AIM OF THE TASK: State how many lines in the records below contain the word "tower". Case matters. Give only the number.

◇ ◇ ◇

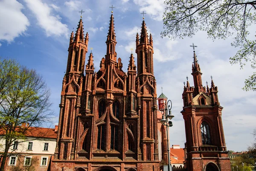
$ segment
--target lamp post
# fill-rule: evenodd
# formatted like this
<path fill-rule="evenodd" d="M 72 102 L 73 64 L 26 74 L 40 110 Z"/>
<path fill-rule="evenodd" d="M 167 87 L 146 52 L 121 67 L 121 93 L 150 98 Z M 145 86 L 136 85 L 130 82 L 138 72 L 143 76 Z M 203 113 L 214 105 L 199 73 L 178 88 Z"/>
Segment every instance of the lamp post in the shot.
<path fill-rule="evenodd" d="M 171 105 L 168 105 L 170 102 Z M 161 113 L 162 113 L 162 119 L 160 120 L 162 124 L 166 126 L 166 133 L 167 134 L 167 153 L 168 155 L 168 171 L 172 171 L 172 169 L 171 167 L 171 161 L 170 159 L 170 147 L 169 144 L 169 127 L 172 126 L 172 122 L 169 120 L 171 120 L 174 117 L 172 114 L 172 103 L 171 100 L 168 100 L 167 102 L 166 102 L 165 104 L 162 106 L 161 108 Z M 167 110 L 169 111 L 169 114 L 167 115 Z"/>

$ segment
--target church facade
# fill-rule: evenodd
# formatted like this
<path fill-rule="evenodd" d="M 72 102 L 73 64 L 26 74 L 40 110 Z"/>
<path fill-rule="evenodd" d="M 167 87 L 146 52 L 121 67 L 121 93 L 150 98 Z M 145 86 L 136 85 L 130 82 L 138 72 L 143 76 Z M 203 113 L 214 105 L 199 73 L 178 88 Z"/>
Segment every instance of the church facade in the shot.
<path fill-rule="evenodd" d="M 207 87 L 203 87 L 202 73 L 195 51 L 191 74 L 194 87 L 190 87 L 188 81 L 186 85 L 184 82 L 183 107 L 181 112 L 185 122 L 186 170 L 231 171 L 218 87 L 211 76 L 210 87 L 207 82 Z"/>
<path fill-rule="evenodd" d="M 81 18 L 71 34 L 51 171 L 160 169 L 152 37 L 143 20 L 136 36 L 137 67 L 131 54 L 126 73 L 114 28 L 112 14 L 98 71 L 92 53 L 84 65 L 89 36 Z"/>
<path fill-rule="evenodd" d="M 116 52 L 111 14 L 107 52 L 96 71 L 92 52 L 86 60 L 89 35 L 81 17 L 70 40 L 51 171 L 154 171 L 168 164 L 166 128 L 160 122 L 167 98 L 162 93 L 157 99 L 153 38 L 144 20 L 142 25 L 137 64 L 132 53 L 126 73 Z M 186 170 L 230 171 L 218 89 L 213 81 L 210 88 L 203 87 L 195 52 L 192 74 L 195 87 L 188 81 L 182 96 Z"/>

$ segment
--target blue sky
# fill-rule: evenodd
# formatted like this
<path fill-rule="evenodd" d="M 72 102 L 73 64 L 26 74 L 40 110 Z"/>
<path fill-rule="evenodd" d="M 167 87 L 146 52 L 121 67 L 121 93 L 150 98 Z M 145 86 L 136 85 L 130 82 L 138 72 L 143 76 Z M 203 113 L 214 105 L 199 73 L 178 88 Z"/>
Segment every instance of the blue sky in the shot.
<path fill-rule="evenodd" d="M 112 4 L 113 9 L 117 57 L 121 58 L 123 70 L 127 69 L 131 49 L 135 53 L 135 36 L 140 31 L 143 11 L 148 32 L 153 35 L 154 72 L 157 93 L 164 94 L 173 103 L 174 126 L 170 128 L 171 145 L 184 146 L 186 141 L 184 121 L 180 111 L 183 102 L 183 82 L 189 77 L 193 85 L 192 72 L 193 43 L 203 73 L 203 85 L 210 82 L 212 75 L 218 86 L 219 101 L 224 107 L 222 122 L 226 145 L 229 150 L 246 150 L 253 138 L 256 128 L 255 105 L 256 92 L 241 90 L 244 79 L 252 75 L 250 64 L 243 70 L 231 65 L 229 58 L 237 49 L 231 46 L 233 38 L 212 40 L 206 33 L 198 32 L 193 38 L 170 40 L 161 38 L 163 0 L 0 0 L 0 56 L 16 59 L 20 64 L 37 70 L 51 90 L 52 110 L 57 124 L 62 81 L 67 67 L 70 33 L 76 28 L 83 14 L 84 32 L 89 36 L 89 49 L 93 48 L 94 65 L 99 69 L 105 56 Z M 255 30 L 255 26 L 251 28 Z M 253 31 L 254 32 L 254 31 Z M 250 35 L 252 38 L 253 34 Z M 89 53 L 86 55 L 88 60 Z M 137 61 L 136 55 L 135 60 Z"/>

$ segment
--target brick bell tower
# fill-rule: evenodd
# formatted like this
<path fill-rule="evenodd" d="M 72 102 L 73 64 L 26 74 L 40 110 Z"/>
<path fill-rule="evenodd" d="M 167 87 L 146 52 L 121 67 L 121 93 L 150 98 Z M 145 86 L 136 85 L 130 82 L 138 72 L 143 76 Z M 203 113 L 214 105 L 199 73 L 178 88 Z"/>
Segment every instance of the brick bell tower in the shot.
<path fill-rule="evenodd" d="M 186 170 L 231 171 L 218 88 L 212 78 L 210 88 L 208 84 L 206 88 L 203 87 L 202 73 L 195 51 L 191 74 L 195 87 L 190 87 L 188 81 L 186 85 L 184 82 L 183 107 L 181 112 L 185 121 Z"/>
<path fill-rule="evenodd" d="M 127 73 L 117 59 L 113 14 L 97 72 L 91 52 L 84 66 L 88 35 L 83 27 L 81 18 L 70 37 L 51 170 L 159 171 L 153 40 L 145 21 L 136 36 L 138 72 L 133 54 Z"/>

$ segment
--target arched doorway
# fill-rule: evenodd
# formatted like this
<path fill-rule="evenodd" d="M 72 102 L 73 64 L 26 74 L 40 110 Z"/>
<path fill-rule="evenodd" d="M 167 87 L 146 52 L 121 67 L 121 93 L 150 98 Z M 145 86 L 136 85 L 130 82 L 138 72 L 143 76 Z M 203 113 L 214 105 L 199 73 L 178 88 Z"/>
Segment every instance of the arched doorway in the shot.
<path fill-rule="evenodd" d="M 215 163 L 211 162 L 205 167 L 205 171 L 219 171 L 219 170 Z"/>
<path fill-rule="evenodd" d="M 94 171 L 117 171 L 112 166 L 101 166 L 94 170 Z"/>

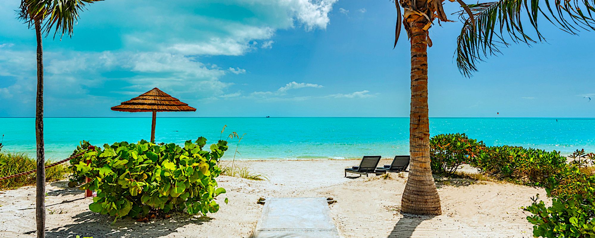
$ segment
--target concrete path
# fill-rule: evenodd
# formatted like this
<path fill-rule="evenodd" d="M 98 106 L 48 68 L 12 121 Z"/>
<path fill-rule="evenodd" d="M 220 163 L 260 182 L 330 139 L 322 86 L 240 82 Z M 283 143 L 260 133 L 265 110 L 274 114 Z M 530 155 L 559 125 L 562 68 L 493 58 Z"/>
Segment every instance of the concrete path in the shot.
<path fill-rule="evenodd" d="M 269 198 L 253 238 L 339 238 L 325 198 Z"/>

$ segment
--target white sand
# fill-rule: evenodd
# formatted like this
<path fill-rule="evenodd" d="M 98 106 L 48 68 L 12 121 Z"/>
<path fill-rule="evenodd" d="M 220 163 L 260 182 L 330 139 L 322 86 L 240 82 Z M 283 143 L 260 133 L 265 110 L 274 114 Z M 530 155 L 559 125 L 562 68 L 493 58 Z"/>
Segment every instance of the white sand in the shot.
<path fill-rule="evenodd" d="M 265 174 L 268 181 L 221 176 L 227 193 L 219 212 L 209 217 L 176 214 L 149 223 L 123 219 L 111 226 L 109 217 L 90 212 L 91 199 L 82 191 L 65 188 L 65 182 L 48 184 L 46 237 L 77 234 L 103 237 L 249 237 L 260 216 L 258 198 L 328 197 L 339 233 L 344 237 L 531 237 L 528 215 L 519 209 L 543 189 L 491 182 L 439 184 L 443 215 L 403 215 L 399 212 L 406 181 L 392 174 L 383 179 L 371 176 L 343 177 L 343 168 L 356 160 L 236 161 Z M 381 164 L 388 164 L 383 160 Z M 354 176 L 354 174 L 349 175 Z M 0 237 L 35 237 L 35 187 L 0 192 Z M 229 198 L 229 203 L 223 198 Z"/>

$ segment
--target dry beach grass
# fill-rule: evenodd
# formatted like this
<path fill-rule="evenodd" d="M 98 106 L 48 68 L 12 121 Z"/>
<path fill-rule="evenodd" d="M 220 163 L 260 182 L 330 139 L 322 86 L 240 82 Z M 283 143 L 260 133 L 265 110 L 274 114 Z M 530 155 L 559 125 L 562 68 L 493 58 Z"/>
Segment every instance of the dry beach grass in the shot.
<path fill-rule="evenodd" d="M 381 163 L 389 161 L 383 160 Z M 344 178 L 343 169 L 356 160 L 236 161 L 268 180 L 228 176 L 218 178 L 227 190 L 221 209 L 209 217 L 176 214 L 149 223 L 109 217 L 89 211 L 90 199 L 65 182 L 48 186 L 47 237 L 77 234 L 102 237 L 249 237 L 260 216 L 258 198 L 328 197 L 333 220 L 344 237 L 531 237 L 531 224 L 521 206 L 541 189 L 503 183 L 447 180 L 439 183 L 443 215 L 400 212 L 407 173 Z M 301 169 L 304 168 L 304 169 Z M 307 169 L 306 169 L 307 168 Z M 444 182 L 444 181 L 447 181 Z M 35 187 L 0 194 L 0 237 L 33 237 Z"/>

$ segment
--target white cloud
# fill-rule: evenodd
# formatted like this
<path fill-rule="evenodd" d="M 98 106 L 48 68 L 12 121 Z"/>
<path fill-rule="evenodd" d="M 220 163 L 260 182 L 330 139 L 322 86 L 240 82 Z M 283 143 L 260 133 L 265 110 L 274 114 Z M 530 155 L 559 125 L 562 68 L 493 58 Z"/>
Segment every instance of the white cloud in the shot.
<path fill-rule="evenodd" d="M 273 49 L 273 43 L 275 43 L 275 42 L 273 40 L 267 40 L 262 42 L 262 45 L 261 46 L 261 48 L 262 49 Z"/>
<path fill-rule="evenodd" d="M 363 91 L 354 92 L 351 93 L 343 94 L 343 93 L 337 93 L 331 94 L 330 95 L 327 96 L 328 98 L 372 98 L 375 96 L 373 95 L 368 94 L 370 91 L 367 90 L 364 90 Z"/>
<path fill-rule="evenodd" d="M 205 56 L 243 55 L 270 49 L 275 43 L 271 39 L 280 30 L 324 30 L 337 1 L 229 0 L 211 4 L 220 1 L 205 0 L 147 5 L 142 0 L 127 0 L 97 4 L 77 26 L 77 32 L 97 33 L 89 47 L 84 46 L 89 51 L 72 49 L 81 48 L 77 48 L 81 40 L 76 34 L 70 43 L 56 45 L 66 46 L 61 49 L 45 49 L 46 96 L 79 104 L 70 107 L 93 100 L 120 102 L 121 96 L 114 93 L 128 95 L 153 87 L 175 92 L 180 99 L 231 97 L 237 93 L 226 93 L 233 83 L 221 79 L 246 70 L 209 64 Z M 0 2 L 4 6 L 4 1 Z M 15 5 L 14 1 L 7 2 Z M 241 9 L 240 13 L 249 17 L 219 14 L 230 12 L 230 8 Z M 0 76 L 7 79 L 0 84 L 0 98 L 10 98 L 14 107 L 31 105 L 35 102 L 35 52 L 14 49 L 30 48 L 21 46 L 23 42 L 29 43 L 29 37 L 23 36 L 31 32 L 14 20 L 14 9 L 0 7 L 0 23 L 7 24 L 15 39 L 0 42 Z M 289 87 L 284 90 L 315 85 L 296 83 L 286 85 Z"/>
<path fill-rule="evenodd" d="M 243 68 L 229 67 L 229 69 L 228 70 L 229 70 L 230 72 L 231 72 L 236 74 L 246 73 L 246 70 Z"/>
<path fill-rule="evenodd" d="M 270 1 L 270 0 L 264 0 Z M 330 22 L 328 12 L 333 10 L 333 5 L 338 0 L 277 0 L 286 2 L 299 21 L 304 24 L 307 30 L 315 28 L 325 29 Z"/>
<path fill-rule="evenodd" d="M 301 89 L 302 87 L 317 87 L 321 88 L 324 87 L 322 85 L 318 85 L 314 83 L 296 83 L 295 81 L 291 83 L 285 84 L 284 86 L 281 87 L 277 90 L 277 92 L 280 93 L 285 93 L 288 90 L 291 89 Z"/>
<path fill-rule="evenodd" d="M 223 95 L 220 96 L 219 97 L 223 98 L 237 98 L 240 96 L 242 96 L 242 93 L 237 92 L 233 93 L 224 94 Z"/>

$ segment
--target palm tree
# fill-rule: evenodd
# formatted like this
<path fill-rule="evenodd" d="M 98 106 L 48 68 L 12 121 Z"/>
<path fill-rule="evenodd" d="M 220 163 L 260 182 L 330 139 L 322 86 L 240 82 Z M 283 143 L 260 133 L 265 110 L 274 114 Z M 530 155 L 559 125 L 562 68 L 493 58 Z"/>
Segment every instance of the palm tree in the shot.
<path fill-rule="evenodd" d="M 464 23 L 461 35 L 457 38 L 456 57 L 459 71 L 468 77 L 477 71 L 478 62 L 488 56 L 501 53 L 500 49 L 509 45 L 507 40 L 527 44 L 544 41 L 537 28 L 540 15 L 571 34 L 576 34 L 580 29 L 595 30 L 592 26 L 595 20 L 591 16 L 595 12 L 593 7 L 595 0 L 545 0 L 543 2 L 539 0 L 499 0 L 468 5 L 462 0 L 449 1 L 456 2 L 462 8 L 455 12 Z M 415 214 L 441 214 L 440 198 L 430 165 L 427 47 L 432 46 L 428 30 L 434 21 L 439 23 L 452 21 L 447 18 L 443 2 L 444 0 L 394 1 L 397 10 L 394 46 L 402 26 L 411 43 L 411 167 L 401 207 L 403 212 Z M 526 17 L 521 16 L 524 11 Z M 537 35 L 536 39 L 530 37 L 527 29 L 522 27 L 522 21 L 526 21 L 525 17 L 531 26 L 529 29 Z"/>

◇ ◇ ◇

EXERCISE RESULT: 2